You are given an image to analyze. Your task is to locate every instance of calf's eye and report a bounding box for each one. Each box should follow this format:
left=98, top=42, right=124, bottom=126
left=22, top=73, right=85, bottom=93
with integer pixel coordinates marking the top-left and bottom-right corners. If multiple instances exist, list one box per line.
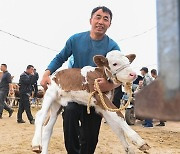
left=113, top=63, right=117, bottom=66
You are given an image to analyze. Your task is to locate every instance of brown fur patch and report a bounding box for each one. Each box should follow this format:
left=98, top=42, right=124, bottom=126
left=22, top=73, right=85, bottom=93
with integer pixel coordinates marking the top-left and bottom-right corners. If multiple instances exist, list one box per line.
left=53, top=67, right=123, bottom=118
left=53, top=69, right=86, bottom=91
left=126, top=54, right=136, bottom=63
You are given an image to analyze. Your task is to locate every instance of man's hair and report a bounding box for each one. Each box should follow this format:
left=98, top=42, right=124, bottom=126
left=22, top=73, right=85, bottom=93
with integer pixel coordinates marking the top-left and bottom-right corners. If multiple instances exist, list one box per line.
left=1, top=64, right=7, bottom=68
left=151, top=69, right=157, bottom=75
left=27, top=65, right=34, bottom=70
left=91, top=6, right=113, bottom=22
left=140, top=67, right=148, bottom=73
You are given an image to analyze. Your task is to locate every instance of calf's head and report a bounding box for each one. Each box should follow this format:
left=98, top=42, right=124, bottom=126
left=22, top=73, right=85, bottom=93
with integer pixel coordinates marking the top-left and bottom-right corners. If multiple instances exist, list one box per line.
left=93, top=50, right=137, bottom=83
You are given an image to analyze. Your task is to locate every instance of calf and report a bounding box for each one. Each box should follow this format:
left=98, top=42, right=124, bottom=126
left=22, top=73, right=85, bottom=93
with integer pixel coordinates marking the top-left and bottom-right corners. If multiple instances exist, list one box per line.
left=31, top=89, right=45, bottom=107
left=6, top=83, right=20, bottom=107
left=32, top=50, right=150, bottom=154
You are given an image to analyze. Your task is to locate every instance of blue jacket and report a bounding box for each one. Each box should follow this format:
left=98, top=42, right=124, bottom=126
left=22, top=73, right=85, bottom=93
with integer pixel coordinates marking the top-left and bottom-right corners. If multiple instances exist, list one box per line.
left=47, top=31, right=120, bottom=73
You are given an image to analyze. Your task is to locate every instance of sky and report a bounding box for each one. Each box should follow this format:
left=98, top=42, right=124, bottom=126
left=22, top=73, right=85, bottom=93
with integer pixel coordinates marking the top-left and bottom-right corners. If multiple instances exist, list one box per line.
left=0, top=0, right=157, bottom=84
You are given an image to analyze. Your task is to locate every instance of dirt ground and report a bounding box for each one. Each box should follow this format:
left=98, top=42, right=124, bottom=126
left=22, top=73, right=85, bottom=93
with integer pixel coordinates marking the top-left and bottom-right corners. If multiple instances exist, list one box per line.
left=0, top=107, right=180, bottom=154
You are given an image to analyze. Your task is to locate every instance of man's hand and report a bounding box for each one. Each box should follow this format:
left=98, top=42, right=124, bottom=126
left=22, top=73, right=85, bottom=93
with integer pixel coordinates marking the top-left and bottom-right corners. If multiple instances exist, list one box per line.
left=40, top=70, right=51, bottom=91
left=94, top=78, right=114, bottom=92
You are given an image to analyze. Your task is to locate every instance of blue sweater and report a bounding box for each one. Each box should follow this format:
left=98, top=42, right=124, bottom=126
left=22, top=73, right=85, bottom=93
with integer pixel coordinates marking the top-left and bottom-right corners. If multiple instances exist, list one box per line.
left=47, top=31, right=120, bottom=74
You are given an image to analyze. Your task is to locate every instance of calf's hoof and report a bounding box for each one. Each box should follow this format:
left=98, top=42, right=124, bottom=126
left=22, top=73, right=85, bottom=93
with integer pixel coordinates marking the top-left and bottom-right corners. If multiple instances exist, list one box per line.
left=32, top=145, right=42, bottom=153
left=139, top=143, right=151, bottom=152
left=125, top=147, right=135, bottom=154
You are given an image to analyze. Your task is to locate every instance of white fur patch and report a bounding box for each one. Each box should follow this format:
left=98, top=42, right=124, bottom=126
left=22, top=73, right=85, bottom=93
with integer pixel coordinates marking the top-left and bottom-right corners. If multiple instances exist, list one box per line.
left=81, top=66, right=96, bottom=84
left=106, top=50, right=136, bottom=83
left=59, top=90, right=96, bottom=107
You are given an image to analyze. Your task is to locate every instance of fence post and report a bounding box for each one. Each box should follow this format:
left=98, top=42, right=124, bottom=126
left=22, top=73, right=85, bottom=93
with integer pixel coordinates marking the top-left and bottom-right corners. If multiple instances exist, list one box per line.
left=157, top=0, right=180, bottom=99
left=134, top=0, right=180, bottom=121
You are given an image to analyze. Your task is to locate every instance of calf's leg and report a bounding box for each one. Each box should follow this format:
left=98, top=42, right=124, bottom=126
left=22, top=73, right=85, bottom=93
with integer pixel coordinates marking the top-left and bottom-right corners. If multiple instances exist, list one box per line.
left=98, top=108, right=150, bottom=153
left=41, top=102, right=61, bottom=154
left=32, top=86, right=59, bottom=153
left=115, top=111, right=150, bottom=152
left=101, top=110, right=135, bottom=154
left=95, top=93, right=150, bottom=153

◆ EXERCISE GOAL
Gather each line from the listing above that holds "blue".

◆ RESULT BELOW
You are given an image to analyze. Your task is to locate every instance of blue jacket and report a bounding box for each one. Each box should follow this format:
You are given an image to analyze. Your task is to locate every instance of blue sweater and report a bounding box for each one. Each box should follow this format:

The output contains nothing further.